§ **Task material**
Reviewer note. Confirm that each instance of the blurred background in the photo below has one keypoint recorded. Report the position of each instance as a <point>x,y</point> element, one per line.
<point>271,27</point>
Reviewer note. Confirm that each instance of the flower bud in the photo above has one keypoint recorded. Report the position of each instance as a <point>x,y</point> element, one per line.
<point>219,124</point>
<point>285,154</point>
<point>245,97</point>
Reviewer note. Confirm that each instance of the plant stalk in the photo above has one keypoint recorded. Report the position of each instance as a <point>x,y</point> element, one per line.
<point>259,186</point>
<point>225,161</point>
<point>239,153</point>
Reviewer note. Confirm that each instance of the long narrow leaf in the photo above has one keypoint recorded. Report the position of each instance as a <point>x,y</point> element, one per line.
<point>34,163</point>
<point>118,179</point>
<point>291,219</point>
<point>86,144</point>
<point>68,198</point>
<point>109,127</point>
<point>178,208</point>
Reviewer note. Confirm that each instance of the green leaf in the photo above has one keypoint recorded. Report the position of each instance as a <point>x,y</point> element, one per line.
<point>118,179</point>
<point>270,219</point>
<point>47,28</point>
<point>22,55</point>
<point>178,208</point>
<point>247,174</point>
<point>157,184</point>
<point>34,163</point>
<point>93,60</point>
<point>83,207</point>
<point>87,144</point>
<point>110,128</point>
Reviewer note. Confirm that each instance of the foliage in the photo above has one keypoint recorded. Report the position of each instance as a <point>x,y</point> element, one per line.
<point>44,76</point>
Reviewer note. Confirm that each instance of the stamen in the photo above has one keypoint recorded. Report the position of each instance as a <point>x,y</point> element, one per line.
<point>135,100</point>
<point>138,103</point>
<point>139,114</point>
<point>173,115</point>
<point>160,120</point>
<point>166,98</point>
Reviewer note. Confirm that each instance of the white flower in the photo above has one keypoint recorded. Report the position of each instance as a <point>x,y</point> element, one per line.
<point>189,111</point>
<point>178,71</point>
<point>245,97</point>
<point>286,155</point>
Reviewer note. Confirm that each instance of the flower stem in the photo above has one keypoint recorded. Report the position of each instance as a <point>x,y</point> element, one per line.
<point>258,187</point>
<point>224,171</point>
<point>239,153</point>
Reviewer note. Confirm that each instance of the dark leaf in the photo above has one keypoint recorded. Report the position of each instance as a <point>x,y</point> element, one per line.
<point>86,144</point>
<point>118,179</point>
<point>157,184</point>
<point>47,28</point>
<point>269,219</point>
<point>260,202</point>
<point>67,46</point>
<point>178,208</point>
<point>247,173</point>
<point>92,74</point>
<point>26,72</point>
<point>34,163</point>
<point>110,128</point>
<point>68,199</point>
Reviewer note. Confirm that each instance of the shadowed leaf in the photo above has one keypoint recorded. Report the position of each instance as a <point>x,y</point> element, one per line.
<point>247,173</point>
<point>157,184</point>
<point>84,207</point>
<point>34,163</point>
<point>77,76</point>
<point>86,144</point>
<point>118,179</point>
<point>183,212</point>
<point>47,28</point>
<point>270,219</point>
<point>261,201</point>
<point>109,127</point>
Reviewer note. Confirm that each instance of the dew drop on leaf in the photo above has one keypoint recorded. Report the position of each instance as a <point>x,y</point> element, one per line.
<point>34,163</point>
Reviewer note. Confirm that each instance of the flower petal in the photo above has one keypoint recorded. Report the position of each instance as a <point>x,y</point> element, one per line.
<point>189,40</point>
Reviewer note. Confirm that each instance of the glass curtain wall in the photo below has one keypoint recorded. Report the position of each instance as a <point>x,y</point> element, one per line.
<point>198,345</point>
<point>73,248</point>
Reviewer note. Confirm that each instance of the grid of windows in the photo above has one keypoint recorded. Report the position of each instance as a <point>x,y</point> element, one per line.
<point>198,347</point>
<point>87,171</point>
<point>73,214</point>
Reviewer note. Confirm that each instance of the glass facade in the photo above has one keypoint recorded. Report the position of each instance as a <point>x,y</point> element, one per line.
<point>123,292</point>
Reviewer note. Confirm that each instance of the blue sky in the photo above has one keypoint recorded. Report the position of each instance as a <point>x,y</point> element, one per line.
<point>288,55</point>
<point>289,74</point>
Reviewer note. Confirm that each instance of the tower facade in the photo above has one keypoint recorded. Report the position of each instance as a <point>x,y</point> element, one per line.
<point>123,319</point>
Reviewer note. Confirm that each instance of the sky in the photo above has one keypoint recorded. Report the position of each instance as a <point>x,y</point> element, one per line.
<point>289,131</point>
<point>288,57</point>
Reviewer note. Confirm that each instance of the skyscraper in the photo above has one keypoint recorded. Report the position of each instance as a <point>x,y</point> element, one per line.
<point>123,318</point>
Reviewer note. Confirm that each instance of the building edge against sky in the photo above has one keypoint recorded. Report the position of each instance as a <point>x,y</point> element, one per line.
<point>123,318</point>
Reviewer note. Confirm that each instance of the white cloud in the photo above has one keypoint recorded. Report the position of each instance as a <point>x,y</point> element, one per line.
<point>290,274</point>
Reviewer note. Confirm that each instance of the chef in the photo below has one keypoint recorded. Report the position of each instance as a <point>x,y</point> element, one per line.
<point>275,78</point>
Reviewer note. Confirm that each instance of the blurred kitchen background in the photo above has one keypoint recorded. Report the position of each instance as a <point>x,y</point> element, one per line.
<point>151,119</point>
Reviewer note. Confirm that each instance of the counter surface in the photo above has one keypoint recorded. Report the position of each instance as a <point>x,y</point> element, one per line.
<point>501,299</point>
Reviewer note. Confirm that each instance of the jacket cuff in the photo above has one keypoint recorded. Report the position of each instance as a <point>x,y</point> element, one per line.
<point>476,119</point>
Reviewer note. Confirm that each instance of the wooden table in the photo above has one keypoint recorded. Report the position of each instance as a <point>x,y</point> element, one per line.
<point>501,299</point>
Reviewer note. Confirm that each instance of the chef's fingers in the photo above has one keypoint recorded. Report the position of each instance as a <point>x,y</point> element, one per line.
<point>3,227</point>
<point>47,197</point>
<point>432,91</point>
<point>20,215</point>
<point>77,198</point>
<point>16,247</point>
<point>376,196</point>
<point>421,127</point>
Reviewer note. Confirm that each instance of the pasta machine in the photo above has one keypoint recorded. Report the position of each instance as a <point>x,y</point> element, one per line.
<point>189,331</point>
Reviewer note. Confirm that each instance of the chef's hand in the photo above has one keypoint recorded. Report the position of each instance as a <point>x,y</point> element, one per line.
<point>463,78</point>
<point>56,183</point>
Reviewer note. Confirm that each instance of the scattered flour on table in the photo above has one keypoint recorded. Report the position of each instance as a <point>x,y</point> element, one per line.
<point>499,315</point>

§ **Goal of the exercise**
Reproduce the listing above, beginning at the line containing "Reviewer note. Confirm that each instance of the chef in" and stopping after the line containing "<point>151,119</point>". Replace "blurred kitchen background" with "out-of-focus kitchen background" and leave everything else unchanged.

§ **Final result**
Reviewer note. Confirm that each instance of the chef in the photo below has one keypoint recorded. Report the position of each instance as a <point>x,y</point> element, one per line.
<point>275,78</point>
Reviewer note. Confirm that each instance of the out-of-focus kitchen background in the photo above has one keypoint recorded. Report the position of each instance as a <point>x,y</point> element, one per line.
<point>151,119</point>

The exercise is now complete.